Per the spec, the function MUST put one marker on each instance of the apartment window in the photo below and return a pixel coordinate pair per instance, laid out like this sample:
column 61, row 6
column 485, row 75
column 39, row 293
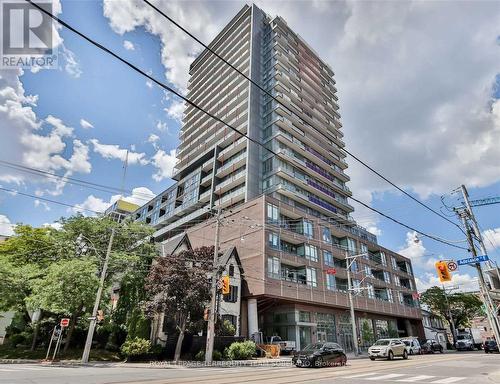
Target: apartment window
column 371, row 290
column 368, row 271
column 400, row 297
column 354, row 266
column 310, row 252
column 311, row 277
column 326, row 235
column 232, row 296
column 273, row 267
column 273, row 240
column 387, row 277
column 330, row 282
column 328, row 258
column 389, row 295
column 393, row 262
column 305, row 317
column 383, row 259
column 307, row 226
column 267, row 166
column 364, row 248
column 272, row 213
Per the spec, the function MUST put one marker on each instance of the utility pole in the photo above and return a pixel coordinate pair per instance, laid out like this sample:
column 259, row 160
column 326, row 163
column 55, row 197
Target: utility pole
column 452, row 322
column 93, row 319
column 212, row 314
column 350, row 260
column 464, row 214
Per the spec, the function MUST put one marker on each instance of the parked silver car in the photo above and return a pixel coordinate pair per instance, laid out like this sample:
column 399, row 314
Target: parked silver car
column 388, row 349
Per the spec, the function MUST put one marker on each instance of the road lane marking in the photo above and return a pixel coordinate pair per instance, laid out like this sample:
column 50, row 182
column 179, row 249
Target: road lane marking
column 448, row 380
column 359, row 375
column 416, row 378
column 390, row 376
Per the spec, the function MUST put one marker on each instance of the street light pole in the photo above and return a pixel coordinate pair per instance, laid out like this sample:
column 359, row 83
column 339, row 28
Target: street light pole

============================================================

Work request: Once you have identified the lines above that contain "street", copy each of them.

Written response:
Per the spec, the function MUST put one marker on each instance of the street light pole in the photo above and return a pixel coordinate pair per instance, laid out like this sample:
Target: street light pole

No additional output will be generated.